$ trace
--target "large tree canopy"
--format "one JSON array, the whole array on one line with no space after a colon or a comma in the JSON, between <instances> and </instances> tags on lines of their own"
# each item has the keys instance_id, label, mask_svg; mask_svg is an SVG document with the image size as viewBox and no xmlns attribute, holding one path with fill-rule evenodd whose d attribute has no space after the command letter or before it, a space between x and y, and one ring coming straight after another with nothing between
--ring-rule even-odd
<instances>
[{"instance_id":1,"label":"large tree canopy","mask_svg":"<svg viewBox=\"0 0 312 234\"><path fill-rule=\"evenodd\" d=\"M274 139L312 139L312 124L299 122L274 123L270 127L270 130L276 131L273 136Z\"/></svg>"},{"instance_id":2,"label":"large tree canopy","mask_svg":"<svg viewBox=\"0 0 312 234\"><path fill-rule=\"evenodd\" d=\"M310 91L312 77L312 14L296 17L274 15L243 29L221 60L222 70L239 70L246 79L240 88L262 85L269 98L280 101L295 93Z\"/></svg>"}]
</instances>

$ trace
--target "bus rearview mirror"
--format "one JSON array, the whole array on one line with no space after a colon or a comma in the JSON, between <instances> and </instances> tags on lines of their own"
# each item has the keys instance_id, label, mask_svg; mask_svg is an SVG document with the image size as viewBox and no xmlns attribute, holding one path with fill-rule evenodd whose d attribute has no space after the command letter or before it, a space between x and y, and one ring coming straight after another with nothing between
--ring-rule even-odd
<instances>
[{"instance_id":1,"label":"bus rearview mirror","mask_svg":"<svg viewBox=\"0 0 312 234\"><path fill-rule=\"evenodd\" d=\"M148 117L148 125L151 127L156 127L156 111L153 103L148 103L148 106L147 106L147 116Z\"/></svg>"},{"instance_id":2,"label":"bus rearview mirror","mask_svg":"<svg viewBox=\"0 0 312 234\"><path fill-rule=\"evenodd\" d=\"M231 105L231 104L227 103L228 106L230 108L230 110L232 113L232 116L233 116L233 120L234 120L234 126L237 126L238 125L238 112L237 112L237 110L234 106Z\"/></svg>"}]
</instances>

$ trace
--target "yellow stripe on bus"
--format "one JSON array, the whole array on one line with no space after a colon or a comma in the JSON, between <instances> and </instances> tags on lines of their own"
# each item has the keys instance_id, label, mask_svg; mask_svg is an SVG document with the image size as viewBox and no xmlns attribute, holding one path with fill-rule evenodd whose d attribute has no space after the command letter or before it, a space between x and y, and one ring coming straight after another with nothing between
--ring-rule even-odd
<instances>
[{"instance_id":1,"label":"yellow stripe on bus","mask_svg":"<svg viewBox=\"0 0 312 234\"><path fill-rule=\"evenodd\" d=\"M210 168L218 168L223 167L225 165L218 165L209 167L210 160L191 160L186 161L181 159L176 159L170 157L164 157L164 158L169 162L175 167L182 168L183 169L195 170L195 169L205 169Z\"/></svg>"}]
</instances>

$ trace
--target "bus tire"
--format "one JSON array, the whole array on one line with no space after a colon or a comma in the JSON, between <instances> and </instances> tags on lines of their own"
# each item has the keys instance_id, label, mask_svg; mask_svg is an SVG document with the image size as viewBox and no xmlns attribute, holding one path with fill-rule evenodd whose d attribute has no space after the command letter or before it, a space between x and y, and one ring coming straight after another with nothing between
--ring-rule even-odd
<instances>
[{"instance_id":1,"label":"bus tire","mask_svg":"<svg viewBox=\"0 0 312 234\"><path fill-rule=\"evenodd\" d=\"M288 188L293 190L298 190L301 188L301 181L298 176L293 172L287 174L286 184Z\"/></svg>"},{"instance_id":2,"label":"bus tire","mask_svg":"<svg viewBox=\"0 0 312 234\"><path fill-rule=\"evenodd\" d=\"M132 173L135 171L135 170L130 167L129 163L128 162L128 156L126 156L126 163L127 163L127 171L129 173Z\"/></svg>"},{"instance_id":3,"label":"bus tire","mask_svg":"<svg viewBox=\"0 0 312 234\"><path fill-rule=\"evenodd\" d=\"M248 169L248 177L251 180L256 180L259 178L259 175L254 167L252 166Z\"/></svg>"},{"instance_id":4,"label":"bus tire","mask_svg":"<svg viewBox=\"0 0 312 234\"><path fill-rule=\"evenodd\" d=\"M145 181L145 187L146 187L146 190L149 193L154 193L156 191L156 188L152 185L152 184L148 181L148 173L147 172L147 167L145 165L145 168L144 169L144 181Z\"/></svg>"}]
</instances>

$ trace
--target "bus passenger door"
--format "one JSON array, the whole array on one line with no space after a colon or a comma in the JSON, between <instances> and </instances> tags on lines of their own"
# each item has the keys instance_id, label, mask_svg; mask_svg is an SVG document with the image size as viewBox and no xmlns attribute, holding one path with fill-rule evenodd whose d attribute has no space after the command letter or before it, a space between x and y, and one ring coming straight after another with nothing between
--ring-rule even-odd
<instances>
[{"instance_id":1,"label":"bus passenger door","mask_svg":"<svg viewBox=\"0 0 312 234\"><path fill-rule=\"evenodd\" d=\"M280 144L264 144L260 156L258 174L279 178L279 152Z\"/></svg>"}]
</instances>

★ ★ ★ ★ ★ ★ ★

Written task:
Extract every line of the data above that contains the string "target", treating uppercase and lowercase letters as different.

Complete response:
--target "large tree canopy"
--target "bus rearview mirror"
--target "yellow stripe on bus"
--target "bus tire"
--target "bus passenger door"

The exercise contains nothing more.